Exercise details:
Output the lines of the listing below as a numbered list, skipping any blank lines and leaving out the pictures.

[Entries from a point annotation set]
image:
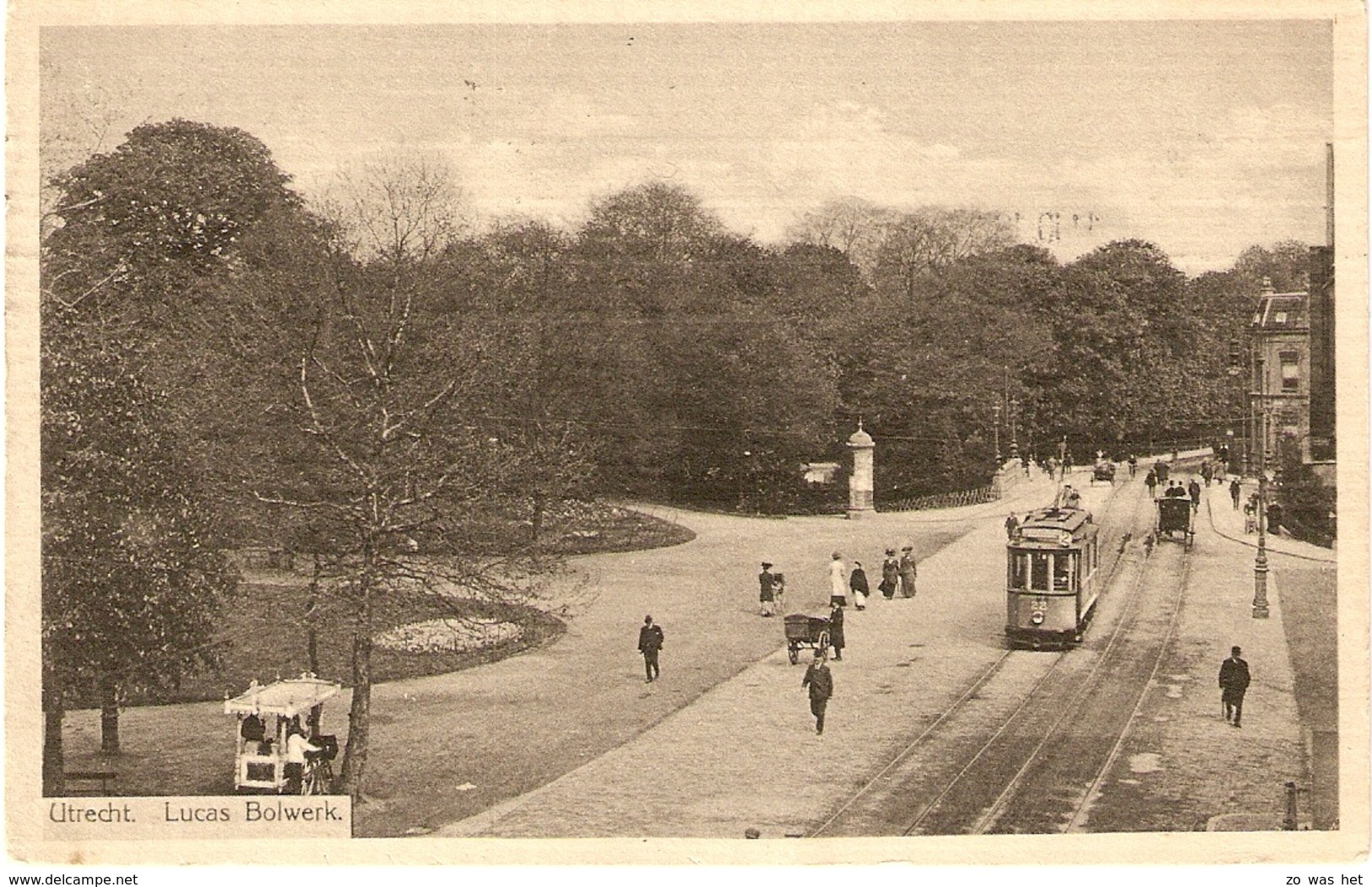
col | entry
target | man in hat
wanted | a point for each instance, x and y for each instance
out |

Full solution:
1. image:
2. col | entry
3. target | man in hat
4. wanted | a point for each instance, x and y for each instance
5. out |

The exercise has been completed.